◆ Some records:
"""

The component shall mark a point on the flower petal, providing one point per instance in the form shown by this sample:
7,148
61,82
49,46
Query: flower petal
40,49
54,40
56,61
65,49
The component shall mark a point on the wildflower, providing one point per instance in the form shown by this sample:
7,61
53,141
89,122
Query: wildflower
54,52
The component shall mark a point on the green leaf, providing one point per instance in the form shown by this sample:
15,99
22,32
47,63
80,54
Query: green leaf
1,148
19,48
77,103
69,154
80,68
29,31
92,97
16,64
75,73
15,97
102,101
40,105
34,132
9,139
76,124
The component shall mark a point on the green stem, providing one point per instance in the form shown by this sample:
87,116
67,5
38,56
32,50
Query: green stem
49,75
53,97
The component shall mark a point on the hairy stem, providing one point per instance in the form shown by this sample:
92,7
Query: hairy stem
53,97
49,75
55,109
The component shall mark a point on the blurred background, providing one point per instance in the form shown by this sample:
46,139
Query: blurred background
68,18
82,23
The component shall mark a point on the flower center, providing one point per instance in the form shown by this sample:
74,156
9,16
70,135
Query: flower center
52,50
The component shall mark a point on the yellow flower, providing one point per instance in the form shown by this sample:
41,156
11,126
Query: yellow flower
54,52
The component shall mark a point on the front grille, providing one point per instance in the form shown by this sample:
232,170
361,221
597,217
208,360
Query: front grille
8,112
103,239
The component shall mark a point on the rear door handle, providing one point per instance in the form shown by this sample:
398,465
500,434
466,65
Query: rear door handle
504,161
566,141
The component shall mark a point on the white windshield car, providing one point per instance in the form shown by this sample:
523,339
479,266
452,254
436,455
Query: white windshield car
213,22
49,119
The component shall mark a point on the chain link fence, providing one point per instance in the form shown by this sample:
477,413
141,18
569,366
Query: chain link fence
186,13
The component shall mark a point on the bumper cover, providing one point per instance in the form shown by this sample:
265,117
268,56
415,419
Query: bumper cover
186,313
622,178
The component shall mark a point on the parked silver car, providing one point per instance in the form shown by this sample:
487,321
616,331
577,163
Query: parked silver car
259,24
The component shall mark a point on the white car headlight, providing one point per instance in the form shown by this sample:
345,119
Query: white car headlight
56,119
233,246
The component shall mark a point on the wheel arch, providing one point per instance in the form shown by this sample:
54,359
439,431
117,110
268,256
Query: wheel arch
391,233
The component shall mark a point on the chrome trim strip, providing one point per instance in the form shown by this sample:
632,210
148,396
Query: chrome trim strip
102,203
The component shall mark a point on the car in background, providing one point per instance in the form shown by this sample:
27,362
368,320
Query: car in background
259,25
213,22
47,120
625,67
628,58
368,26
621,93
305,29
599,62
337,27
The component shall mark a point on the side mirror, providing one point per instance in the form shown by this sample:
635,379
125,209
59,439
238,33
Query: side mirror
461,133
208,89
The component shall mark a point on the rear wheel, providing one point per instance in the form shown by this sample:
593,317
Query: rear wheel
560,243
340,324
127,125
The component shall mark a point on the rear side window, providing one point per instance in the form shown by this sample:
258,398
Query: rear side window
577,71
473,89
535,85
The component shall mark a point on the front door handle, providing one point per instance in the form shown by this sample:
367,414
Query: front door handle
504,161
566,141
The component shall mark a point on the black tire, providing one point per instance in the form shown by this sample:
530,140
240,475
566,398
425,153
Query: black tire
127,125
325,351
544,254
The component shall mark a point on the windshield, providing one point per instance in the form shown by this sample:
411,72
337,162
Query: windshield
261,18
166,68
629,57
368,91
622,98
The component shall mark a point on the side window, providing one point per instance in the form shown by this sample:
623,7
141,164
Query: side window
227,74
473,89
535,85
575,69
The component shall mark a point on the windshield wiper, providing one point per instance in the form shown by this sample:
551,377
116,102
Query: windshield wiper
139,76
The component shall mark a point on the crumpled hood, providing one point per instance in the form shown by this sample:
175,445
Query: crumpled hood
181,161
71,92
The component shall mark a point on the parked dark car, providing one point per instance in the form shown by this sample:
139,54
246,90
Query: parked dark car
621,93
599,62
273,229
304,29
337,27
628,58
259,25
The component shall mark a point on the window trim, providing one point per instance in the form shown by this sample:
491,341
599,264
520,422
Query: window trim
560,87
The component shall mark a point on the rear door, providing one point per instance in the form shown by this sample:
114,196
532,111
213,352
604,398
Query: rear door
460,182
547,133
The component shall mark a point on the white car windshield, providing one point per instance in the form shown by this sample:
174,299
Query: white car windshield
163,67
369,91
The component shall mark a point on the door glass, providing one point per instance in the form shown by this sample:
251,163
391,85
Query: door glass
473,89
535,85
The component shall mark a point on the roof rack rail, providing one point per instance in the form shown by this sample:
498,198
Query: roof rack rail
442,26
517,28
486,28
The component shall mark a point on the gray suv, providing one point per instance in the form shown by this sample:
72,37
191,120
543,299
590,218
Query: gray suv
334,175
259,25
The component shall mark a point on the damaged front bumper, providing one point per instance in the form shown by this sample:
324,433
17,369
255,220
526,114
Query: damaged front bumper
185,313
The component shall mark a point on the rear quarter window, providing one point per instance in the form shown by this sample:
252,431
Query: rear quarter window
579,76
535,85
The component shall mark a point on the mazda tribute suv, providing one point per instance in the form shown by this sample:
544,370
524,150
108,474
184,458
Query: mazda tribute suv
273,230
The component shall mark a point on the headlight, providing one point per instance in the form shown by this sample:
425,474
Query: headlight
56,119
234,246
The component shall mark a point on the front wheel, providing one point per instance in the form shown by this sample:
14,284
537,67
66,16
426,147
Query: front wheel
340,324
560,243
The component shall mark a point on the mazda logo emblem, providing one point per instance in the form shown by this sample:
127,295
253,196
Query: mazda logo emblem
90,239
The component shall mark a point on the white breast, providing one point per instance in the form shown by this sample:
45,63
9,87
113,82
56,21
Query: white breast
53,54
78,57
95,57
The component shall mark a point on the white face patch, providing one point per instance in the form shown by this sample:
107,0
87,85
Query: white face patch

"""

Each record above should be restated word for word.

The component shall mark a point on the flower petal, providing one point per instance in the form shown by this sample:
7,148
61,82
49,46
Query: flower petal
40,49
54,40
56,61
65,49
The component shall mark a point on the wildflower, providing one point per instance in the form shown by this sample:
7,61
53,141
89,122
Query: wildflower
54,52
The component shall mark a point on the green leaf, providing one point per instance in the form shown by this sample:
15,99
22,32
47,63
80,54
Query: green leaf
1,148
19,48
77,103
69,154
80,68
29,31
92,97
16,64
75,73
15,97
102,101
40,105
34,132
9,139
76,124
The component shall mark a point on the green stem, providing one point per instance in the form shown by this sample:
87,116
67,5
38,56
32,50
Query: green stem
49,75
53,97
The component shall mark a point on the hairy stem, providing one point per instance in the form shown by this sample:
92,7
Query: hairy stem
53,97
49,75
55,109
The component shall mark a point on the blurred background, providing one point per instance in the form shown by this sample:
46,139
Query: blurred background
68,18
82,23
The component shall mark a point on the flower center, providing one point per instance in the form shown by this sample:
74,156
9,16
70,135
Query: flower center
52,50
The component shall mark a point on the yellow flower, providing one point per instance in the form shown by this sample:
41,156
11,126
Query: yellow flower
54,52
The component shall mark a point on the front grille, providing one point per instance in the form shown by this sample:
232,170
361,221
597,217
208,360
Query: front grille
8,112
103,239
The component shall mark a point on the rear door handle, providing one point per instance in the form shown by this sample:
398,465
500,434
466,65
Query: rear door handle
504,161
566,141
The component shall mark a point on the white windshield car, providing one point per instance in the form shown by this sample:
523,339
479,266
452,254
436,455
Query: white windshield car
213,22
49,119
The component shall mark a point on the chain link fence, providing one point per instance in the form shown by this sample:
477,413
141,18
569,366
Query: chain link fence
186,13
The component shall mark a point on the bumper cover, providing one point per instance in the form shown by this sample:
265,117
268,56
415,419
Query: bumper cover
186,313
622,178
The component shall mark a point on the parked silver car, providing one point per instance in the form shown by this sample:
487,321
616,331
577,163
Query: parked silver car
259,24
The component shall mark a point on the white car headlight, providing one point per instance in the form shown by this sample:
345,119
Query: white car headlight
56,119
233,246
The component shall mark a point on the wheel arch, providing one point per instance in the form shown by this sample:
54,359
439,431
117,110
268,256
Query: wheel arch
391,233
The component shall mark a point on the chrome trim strip, providing one point per instance in the form shown by this sample:
632,210
148,396
Query: chrome trim strip
102,203
The component shall mark a point on the car in background, providing one point per instance in the form shown by this sample:
27,362
368,320
Query: car in background
259,25
213,22
47,120
625,67
628,58
368,26
621,93
305,29
599,62
337,27
The component shall mark a point on the side mirror, providing one point per instance in the form shown by this sample:
635,379
125,209
59,439
238,33
Query: side mirror
461,133
208,89
The component shall mark a point on the rear wheel, providing one point per instance in the form shown by this sample:
593,317
Query: rear wheel
560,243
340,324
127,125
The component shall mark a point on the rear side window, providing one point per instance in the form shown by this sample:
258,398
Query: rear side window
577,71
473,89
535,85
The component shall mark a point on the front door handle, providing one point per instance in the form shown by this sample:
367,414
Query: front door handle
504,161
566,141
The component shall mark a point on the black tire, providing one point per instance in the form shown by this sample:
530,140
240,475
566,398
425,153
Query: black tire
127,125
325,351
544,254
The component shall mark a point on the windshield, providing one point per instance in the form shown by this sample:
411,72
337,162
Query: windshield
261,18
166,68
629,57
368,91
622,98
The component shall mark a point on the side window, providing one point per instance in the form shown by this sample:
623,7
141,164
Query: side window
227,74
473,89
535,85
575,69
The component shall mark a point on the windshield wiper, providing one point per instance in the form shown by this sample:
551,377
116,102
Query: windshield wiper
139,76
The component shall mark a point on the crumpled hood, providing one point per instance in the form shown by this sample:
175,445
Query: crumpled hood
181,161
71,92
The component shall mark a point on the parked dark car, providing one point per instance in the form shown by this sample:
139,54
246,90
Query: parked dark car
621,93
599,62
273,229
304,29
337,27
628,58
259,25
The component shall mark a point on the window trim, providing one point per instance in the form shown by this sample:
491,341
599,264
520,422
Query: window trim
560,87
The component shall mark a point on the rear door, providing one point per instance in the form shown by this sample:
114,196
532,111
213,352
604,398
Query: rear door
460,182
547,133
The component shall mark a point on the white car windshield, providing one point per instance in the form shown by this sample:
174,299
Query: white car windshield
163,67
369,91
The component shall mark a point on the door glass, providing one point per instance in the form shown by this sample:
251,163
391,85
Query: door glass
473,89
535,85
The component shall mark a point on the roof rack rail, providing one point per instance in the form shown by this sample:
498,198
Query: roof rack rail
442,26
517,28
486,28
The component shall mark a point on the gray suv, providing one point per instance in the form shown by this sample:
72,37
191,120
543,299
590,218
Query: gray suv
334,175
259,25
The component shall mark a point on the damaged front bumper, providing one point per instance in the form shown by this sample:
324,433
17,369
255,220
526,114
Query: damaged front bumper
185,313
The component shall mark a point on the rear quarter window, providing one point per instance in the form shown by this sample:
252,431
Query: rear quarter window
579,76
535,85
The component shall mark a point on the mazda tribute suv, providing one point per instance in the form shown by this sample:
544,370
524,150
108,474
184,458
Query: mazda tribute suv
273,230
The component shall mark a point on the headlight, providing one point per instance in the form shown by this sample:
425,474
Query: headlight
56,119
234,246
The component shall mark a point on the front wheel, providing one point per instance in the form shown by this sample:
14,284
537,67
66,16
426,147
Query: front wheel
340,324
560,243
The component shall mark a point on the mazda logo emblem, providing one point per instance in the form shown by this sample:
127,295
253,196
Query: mazda logo emblem
90,239
The component shall mark a point on the white breast, providing one point per instance in the form shown by this sample:
45,63
9,87
113,82
56,21
Query: white breast
53,54
78,57
95,57
The component shall mark a point on the white face patch, providing one point per instance in the form shown by this sample:
107,0
87,85
Query: white face patch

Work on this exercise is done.